**STATED TASK**: Reproduce the data below with "benchmark" swapped for "evaluation" at every occurrence. Leave everything else unchanged.

::::::::

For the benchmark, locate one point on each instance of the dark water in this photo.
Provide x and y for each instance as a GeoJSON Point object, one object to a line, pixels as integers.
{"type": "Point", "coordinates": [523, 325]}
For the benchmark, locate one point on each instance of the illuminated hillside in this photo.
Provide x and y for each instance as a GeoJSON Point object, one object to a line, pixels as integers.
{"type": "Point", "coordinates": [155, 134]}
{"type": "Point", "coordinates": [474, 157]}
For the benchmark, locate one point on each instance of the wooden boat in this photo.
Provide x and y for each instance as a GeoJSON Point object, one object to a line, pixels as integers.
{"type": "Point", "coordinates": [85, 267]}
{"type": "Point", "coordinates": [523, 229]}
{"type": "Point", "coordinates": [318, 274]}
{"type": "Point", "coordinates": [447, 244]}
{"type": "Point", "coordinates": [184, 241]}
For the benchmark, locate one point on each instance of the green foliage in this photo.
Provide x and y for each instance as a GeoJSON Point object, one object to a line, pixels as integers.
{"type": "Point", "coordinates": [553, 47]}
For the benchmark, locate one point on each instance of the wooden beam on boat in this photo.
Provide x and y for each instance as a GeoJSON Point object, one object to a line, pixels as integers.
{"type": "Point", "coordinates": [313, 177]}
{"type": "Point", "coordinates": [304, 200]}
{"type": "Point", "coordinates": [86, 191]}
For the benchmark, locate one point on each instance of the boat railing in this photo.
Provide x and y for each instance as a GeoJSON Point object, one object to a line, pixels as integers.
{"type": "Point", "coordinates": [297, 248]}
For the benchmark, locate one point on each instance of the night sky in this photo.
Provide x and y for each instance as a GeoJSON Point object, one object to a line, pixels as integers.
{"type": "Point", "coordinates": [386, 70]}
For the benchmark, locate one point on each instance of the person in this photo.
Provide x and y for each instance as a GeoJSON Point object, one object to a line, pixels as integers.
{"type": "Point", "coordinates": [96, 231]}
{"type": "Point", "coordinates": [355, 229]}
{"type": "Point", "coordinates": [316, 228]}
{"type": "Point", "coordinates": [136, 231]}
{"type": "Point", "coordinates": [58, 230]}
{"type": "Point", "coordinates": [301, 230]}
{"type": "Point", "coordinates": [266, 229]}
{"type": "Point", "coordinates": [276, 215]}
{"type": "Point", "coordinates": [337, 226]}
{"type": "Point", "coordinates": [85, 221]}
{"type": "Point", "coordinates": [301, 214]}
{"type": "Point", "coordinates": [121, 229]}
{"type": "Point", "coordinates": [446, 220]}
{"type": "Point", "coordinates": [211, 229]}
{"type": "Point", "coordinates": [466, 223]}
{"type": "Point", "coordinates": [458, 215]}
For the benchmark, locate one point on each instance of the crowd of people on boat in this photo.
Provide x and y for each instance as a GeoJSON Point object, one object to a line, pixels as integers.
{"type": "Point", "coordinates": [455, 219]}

::::::::

**WORKED ANSWER**:
For the evaluation, locate one point on each instance of the dark water in this photo.
Provide x and y for each instance as a GeoJSON Point object, one object to a line, pixels as integers.
{"type": "Point", "coordinates": [523, 325]}
For the evaluation, locate one point on each instance of the illuminated hillside in this photo.
Provide x and y for each instance as a GeoJSON Point object, one object to a line, pixels as integers.
{"type": "Point", "coordinates": [155, 134]}
{"type": "Point", "coordinates": [474, 157]}
For the evaluation, locate one point on each instance of the wooden boat in this photo.
Provide x and y for each instance as a GeoJSON Point object, one object to a line, pixels as integers.
{"type": "Point", "coordinates": [85, 267]}
{"type": "Point", "coordinates": [523, 229]}
{"type": "Point", "coordinates": [318, 274]}
{"type": "Point", "coordinates": [447, 244]}
{"type": "Point", "coordinates": [184, 241]}
For the evaluation, locate one point on each instance of the green foliage in this photo.
Provide x and y for each instance as a GeoJSON Point object, one object to a line, pixels as integers.
{"type": "Point", "coordinates": [553, 47]}
For the evaluation, locate one point on each instance of the wooden beam on boat in this photo.
Provide x and y for each instance as a GeoJSON Point object, one object to a line, pixels as integers.
{"type": "Point", "coordinates": [313, 177]}
{"type": "Point", "coordinates": [304, 200]}
{"type": "Point", "coordinates": [86, 191]}
For the evaluation, locate one point on each instance of the boat railing in this photo.
Provide x and y for each instance as a GeoJSON Point object, one object to a line, pixels as integers.
{"type": "Point", "coordinates": [297, 248]}
For the evaluation, locate one point on each instance of the night sky in this photo.
Provide x and y for each instance as a GeoJSON Point object, one object to a line, pixels as integers.
{"type": "Point", "coordinates": [386, 70]}
For the evaluation, locate one point on each instance of the person in this photo.
Provide x and y for each instance as a GeoJSON Point object, one object to a line, pixels as integers.
{"type": "Point", "coordinates": [96, 231]}
{"type": "Point", "coordinates": [355, 229]}
{"type": "Point", "coordinates": [316, 228]}
{"type": "Point", "coordinates": [136, 231]}
{"type": "Point", "coordinates": [58, 230]}
{"type": "Point", "coordinates": [301, 230]}
{"type": "Point", "coordinates": [266, 229]}
{"type": "Point", "coordinates": [276, 215]}
{"type": "Point", "coordinates": [337, 226]}
{"type": "Point", "coordinates": [85, 221]}
{"type": "Point", "coordinates": [301, 214]}
{"type": "Point", "coordinates": [121, 229]}
{"type": "Point", "coordinates": [446, 220]}
{"type": "Point", "coordinates": [211, 229]}
{"type": "Point", "coordinates": [466, 223]}
{"type": "Point", "coordinates": [458, 215]}
For the evaluation, locate one point on each instance of the crowd of people on boat in this photo.
Provide x and y for each instance as a GeoJSON Point object, one object to a line, pixels as integers.
{"type": "Point", "coordinates": [455, 219]}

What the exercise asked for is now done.